_Your task_
Your answer should hold exactly the lines from the line containing "of the digital" through the end of the entries that follow.

□ □ □ □

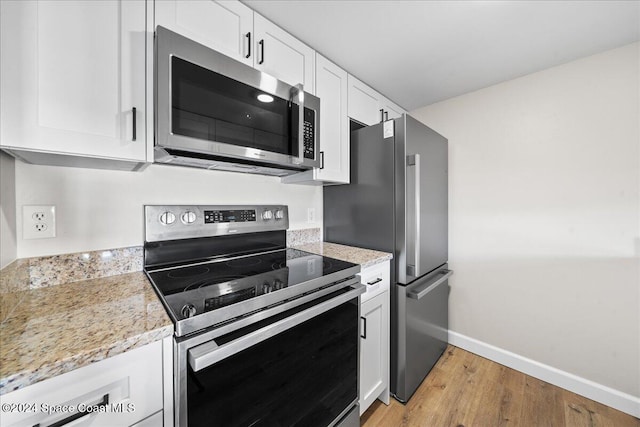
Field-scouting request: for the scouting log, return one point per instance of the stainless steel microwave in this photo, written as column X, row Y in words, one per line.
column 216, row 113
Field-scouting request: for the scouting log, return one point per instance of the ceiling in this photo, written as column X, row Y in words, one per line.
column 420, row 52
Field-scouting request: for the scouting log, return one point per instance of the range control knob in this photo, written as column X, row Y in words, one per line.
column 188, row 310
column 167, row 218
column 189, row 217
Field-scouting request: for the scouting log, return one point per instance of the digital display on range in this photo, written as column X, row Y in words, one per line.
column 246, row 215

□ □ □ □

_Written solution_
Field-scouting request: for the scouting log, return one point per instance of the digital display on range in this photo, written as column X, row Y in words, one per line.
column 246, row 215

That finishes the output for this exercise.